#### PROMPT
Select each line below that contains the word "dining" and copy it out.

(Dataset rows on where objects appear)

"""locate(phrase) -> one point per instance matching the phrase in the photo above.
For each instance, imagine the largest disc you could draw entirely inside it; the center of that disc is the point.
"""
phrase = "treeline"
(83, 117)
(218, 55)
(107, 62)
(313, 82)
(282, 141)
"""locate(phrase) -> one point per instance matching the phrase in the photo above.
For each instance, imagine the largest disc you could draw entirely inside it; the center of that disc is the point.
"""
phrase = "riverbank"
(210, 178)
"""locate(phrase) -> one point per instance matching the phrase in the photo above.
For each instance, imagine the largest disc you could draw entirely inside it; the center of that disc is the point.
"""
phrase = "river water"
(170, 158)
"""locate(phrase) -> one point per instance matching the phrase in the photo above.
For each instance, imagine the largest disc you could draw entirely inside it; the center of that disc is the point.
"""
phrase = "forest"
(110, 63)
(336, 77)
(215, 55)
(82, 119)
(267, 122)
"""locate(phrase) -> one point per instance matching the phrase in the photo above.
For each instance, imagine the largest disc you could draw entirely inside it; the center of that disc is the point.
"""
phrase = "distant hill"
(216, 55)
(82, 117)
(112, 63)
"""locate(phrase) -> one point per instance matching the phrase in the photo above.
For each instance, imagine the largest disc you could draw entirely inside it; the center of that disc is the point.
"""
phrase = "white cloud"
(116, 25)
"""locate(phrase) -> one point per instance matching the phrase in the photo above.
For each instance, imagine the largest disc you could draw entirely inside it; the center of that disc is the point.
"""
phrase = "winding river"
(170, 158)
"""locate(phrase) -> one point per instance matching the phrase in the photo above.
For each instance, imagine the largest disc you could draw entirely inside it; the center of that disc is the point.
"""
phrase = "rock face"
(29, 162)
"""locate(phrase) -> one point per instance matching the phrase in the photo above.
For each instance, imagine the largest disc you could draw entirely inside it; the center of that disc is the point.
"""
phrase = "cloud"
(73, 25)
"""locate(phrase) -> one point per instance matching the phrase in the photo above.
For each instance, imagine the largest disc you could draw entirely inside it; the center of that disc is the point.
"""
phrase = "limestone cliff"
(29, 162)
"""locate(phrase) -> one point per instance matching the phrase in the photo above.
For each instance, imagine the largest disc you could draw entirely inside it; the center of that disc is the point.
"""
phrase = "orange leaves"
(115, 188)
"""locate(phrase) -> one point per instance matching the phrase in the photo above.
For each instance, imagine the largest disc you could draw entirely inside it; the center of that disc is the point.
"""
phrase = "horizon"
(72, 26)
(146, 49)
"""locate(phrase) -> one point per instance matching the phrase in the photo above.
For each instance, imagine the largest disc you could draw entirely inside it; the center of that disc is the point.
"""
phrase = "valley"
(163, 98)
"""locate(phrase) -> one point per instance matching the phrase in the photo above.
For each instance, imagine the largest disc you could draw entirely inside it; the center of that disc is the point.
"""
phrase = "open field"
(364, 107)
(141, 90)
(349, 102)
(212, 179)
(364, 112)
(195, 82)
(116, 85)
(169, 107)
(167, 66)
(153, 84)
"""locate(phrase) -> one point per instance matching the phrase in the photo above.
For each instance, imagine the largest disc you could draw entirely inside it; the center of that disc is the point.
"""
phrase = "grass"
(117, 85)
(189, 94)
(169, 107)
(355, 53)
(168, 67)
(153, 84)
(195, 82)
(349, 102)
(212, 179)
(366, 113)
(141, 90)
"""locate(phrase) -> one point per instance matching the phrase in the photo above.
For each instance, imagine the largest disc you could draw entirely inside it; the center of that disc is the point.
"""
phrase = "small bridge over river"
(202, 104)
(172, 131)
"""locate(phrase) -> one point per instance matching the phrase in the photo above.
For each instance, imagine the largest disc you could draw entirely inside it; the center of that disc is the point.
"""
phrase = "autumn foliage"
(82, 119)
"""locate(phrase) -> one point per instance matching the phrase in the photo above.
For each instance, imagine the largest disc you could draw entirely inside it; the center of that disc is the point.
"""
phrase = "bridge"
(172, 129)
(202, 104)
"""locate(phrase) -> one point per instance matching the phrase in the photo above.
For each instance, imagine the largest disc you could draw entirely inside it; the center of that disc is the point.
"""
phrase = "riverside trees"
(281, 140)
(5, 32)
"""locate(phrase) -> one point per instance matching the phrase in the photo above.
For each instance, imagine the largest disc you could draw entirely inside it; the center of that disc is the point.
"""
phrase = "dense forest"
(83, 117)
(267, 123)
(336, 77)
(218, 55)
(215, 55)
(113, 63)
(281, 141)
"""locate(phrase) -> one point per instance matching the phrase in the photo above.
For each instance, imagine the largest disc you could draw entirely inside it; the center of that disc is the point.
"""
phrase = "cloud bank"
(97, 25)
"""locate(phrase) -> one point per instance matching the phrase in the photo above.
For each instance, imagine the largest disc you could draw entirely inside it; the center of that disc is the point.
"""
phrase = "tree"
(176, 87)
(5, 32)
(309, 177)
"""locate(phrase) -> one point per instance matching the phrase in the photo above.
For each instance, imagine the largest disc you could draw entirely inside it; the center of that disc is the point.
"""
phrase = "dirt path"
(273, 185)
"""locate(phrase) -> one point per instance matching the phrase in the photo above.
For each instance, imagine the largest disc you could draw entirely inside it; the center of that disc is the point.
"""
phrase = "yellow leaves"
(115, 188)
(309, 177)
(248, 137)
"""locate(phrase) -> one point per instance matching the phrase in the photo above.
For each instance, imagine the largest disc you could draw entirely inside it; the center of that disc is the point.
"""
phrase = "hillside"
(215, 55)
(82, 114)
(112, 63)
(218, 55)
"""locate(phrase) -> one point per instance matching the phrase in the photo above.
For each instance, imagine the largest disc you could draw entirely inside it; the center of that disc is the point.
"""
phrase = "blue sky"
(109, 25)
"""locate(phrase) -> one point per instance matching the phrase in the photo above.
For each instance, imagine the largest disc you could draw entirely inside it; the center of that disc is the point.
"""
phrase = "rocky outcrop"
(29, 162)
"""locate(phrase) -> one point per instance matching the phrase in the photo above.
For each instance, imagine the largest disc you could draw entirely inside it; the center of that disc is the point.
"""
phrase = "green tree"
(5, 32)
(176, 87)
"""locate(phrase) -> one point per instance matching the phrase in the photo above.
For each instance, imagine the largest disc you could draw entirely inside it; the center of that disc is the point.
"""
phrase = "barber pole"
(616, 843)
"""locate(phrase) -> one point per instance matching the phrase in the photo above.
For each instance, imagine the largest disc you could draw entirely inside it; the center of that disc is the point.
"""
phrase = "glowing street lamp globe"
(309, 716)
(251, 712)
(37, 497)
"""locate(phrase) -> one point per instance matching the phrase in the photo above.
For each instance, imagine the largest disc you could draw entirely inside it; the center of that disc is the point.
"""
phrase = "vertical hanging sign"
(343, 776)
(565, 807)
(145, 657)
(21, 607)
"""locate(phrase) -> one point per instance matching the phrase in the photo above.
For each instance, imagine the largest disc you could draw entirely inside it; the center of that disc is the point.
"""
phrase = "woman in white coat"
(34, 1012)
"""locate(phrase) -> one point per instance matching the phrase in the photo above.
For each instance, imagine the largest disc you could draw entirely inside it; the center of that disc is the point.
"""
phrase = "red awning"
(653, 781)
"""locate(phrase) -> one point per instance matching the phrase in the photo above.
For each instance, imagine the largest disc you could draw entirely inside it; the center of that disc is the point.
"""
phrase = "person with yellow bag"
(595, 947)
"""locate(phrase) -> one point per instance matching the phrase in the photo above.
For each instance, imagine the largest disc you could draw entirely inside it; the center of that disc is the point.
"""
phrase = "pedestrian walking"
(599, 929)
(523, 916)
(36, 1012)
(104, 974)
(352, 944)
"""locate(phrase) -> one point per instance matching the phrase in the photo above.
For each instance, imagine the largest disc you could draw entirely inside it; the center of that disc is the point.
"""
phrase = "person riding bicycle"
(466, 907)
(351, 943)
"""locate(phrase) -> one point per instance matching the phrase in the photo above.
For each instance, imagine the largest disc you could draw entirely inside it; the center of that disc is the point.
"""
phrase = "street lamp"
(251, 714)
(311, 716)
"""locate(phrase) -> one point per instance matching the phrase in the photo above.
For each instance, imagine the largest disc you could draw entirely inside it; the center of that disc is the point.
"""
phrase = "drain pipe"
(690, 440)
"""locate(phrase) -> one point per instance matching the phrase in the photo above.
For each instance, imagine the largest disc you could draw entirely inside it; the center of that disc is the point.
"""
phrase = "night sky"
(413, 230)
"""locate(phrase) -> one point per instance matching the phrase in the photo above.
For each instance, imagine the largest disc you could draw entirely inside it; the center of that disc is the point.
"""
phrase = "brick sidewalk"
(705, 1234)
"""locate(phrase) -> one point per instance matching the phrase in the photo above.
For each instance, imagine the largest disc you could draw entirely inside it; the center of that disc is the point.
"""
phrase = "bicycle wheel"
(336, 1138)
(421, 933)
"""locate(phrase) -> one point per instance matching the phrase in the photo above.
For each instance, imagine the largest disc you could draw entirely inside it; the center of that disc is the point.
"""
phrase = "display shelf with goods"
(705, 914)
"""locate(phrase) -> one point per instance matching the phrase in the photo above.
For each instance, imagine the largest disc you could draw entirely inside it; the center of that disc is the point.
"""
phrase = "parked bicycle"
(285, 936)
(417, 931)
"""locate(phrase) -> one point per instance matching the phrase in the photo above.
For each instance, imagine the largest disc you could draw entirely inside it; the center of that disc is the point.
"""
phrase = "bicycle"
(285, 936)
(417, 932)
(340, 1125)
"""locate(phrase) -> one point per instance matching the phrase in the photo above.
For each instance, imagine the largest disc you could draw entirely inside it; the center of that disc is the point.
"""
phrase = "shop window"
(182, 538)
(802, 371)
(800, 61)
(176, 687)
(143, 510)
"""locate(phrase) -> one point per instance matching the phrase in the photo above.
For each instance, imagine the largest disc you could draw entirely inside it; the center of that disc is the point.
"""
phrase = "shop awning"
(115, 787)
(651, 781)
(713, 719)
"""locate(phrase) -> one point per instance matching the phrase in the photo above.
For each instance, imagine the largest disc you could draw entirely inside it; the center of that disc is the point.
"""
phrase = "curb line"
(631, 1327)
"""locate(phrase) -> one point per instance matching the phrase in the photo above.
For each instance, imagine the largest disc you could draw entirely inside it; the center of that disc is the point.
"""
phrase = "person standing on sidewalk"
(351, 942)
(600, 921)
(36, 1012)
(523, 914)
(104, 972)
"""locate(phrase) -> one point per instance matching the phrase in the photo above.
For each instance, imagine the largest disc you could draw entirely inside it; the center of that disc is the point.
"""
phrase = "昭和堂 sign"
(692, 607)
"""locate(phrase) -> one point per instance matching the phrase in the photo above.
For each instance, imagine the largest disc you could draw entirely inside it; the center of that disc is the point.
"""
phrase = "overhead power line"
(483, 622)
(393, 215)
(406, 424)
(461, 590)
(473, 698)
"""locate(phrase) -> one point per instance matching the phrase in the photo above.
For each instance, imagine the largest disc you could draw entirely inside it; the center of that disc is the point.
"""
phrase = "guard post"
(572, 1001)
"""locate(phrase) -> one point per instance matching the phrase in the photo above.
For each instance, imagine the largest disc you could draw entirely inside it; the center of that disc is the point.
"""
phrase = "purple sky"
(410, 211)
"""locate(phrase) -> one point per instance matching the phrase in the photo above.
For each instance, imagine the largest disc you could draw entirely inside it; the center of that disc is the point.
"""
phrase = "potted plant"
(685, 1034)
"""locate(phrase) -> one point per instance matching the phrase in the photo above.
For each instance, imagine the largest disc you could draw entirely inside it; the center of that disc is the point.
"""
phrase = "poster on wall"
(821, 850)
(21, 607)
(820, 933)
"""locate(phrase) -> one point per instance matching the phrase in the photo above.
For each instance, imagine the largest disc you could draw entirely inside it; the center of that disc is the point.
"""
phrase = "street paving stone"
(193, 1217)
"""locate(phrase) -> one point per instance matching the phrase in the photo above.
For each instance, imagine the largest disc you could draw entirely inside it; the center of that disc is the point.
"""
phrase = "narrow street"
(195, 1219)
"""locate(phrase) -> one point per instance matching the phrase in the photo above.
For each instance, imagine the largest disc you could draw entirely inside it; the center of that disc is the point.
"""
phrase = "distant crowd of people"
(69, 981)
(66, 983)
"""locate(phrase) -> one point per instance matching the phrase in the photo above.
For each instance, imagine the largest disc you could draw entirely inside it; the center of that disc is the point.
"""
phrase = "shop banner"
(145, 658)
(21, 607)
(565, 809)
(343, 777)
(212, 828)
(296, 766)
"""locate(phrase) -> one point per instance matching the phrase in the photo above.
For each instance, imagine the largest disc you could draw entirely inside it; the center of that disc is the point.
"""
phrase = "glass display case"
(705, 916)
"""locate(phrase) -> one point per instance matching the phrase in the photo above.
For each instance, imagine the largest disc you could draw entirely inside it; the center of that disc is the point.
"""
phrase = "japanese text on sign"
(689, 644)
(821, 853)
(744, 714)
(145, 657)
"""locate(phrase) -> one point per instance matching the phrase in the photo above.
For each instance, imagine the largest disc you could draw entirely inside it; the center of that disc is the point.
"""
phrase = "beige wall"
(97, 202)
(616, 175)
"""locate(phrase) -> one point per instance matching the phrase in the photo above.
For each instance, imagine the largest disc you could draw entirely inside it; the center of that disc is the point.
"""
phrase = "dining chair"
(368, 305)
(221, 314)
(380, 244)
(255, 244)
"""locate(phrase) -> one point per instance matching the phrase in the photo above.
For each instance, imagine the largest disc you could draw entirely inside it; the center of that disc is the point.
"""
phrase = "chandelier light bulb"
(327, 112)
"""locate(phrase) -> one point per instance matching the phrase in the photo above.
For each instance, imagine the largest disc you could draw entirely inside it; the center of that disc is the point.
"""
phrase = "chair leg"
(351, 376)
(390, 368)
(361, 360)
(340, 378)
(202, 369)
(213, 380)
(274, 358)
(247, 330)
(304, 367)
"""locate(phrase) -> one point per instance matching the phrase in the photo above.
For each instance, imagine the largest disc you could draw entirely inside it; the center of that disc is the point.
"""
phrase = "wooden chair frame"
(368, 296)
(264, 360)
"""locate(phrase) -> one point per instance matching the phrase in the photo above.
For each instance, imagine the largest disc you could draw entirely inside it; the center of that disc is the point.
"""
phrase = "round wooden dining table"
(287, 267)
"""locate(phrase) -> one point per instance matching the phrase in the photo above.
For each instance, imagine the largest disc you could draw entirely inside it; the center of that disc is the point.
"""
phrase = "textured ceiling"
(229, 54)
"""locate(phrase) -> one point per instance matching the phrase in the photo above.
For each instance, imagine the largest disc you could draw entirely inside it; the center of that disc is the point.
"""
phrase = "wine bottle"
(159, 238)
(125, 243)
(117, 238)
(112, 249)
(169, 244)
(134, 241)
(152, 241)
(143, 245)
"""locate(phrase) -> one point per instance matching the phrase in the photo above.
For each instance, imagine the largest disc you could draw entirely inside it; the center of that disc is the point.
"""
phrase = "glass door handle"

#### RESULT
phrase = "dining chair"
phrase = "round wooden dining table"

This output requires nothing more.